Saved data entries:
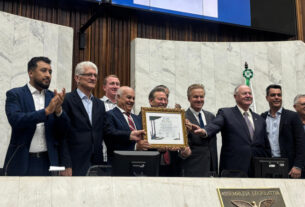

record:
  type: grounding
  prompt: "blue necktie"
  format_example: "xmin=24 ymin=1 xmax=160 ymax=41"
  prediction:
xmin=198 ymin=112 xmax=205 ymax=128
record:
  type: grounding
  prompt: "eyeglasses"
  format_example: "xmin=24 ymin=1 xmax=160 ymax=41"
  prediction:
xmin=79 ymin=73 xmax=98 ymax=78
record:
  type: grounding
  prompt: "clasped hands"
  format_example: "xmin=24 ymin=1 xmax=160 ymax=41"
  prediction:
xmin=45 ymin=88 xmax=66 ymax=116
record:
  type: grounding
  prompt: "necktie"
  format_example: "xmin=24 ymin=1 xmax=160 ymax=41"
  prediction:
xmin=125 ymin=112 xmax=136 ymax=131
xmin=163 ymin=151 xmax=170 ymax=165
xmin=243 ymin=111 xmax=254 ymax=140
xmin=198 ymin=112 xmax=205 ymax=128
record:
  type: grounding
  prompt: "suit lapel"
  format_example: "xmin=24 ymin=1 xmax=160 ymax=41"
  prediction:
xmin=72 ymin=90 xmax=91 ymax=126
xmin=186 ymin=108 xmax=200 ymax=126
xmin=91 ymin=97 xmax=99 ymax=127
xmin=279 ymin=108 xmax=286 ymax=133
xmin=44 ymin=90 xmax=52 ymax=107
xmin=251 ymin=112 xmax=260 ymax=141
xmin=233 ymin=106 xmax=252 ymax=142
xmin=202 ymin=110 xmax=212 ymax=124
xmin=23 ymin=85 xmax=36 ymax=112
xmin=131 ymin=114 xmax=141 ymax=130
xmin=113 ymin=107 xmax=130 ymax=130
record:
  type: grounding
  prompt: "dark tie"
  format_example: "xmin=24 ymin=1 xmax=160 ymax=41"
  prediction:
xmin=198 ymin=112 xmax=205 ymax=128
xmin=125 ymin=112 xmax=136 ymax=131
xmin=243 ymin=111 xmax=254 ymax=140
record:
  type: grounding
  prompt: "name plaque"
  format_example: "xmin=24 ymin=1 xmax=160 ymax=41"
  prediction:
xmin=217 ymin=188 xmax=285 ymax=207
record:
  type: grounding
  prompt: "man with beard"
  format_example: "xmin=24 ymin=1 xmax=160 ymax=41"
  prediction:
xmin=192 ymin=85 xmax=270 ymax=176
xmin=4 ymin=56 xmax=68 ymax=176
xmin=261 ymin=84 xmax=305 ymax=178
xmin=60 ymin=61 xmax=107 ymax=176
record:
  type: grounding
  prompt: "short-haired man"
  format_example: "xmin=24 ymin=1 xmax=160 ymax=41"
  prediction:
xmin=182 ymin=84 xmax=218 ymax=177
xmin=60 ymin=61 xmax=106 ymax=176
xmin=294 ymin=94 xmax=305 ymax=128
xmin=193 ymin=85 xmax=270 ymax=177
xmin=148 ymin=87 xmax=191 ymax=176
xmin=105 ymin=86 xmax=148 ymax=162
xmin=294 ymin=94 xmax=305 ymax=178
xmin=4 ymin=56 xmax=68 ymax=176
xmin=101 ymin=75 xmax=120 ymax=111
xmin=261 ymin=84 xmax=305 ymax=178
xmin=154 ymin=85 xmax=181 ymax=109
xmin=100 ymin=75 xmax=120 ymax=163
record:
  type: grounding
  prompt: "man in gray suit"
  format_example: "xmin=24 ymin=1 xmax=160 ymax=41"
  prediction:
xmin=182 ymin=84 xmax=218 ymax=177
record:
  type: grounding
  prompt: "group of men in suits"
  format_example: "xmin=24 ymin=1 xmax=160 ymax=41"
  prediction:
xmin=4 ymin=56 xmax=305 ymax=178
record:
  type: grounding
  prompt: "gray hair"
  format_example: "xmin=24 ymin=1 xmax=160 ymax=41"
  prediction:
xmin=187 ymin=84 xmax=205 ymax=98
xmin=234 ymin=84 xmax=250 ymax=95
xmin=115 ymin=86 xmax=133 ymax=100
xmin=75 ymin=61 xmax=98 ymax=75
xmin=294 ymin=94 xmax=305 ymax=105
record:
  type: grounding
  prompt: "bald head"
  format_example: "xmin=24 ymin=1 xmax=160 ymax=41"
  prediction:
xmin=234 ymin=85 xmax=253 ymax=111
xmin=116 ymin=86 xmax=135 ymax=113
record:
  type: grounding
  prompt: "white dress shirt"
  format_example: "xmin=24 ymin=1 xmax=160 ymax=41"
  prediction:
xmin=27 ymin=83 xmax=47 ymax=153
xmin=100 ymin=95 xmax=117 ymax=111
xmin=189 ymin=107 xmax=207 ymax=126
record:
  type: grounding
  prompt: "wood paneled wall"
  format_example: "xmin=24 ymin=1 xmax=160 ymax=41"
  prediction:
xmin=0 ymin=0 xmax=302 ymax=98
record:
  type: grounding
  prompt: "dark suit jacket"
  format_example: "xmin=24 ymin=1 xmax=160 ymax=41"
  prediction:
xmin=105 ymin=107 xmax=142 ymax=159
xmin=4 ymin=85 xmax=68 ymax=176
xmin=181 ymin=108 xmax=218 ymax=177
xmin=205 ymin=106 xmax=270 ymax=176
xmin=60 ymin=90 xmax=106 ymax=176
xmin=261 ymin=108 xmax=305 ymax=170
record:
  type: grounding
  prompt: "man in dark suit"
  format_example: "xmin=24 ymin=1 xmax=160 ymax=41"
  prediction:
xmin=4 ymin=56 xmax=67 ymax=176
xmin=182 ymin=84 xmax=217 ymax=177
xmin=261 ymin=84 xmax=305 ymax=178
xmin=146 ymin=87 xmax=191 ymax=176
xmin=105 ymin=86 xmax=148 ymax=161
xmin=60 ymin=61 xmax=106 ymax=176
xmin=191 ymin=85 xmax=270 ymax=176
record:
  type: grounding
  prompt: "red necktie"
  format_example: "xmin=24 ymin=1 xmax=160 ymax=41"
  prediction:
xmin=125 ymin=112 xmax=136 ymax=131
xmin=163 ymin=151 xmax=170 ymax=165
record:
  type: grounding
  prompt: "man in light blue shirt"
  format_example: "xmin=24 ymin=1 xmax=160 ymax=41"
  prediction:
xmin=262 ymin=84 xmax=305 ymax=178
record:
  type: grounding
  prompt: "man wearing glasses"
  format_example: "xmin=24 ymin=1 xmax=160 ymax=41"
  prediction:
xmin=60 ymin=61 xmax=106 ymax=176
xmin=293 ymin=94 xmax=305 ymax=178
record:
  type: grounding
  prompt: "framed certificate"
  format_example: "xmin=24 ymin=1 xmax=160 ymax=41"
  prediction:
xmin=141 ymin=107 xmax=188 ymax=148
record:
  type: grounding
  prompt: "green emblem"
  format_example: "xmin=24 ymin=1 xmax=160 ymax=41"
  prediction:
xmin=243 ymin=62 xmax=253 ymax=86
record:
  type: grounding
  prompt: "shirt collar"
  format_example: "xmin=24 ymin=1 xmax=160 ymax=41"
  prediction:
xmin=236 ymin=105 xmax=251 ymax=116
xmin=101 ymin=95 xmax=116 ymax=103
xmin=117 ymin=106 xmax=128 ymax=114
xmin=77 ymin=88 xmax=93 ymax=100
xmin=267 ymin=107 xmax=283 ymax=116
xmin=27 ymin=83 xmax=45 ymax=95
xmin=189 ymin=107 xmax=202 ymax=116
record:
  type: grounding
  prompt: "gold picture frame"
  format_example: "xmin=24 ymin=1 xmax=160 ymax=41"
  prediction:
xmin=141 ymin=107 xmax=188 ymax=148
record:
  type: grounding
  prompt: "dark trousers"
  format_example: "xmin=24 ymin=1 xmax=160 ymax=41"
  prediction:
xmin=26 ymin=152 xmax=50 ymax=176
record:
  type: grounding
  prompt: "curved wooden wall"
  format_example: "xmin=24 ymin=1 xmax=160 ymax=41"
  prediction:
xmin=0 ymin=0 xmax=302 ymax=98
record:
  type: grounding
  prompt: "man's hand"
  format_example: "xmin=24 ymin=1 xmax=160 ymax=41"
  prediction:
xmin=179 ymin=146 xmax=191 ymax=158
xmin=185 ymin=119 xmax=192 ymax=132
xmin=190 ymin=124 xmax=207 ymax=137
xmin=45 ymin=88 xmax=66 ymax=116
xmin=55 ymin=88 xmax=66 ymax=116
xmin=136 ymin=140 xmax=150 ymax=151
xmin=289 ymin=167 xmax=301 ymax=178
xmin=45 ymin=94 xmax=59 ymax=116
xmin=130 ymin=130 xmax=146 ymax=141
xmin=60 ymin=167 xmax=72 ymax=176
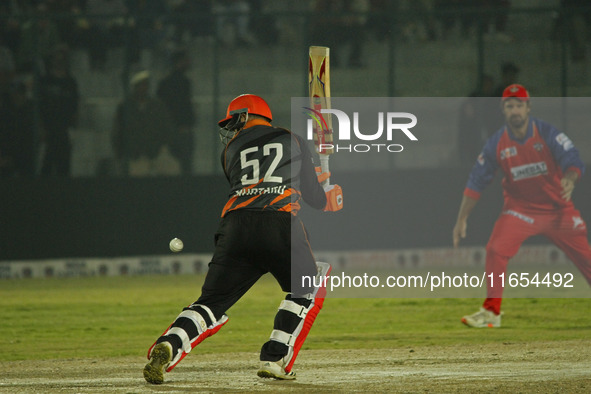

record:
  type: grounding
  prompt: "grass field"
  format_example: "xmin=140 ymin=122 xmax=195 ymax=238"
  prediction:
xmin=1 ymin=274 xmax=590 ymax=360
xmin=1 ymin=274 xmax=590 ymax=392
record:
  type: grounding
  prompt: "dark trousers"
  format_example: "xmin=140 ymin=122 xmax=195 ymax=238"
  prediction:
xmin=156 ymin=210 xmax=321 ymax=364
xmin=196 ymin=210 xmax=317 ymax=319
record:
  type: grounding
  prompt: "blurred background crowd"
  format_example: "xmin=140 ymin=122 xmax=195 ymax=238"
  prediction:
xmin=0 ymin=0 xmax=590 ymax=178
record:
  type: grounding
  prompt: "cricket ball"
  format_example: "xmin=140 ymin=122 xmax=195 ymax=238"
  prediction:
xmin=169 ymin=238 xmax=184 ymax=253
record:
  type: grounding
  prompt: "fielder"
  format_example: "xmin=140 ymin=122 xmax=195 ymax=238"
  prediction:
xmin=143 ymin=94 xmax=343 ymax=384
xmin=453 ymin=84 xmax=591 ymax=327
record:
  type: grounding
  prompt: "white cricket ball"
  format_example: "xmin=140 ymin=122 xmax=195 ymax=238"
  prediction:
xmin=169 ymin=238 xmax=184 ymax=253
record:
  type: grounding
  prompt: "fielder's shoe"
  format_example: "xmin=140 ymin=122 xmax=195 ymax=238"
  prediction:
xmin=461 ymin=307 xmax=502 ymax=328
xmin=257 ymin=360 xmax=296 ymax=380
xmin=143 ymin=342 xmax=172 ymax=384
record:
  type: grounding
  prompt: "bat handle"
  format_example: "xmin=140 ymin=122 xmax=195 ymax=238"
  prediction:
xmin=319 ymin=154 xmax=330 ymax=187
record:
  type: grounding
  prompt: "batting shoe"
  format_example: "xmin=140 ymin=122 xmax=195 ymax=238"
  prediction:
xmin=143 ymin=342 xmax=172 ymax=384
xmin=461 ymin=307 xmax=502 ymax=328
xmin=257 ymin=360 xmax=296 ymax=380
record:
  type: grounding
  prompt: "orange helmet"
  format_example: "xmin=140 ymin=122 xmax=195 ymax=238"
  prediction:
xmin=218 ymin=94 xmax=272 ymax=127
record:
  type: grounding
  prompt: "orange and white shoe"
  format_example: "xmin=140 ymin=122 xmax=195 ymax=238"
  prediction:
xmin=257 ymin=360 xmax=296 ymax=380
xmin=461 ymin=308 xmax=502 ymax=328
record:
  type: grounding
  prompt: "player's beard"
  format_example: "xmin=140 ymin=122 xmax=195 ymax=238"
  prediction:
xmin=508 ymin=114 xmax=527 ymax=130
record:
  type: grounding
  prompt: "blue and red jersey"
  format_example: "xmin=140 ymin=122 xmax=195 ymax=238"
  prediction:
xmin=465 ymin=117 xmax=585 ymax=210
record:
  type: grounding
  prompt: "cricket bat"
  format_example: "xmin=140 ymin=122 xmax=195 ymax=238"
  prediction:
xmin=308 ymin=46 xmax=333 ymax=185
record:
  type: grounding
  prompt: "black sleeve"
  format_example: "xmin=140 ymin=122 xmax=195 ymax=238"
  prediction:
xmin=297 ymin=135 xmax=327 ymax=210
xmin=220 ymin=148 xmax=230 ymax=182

> _Exercise description_:
Go through the records above and count the lines with the word "white" in them. Answer with the number only.

> _Exercise answer_:
3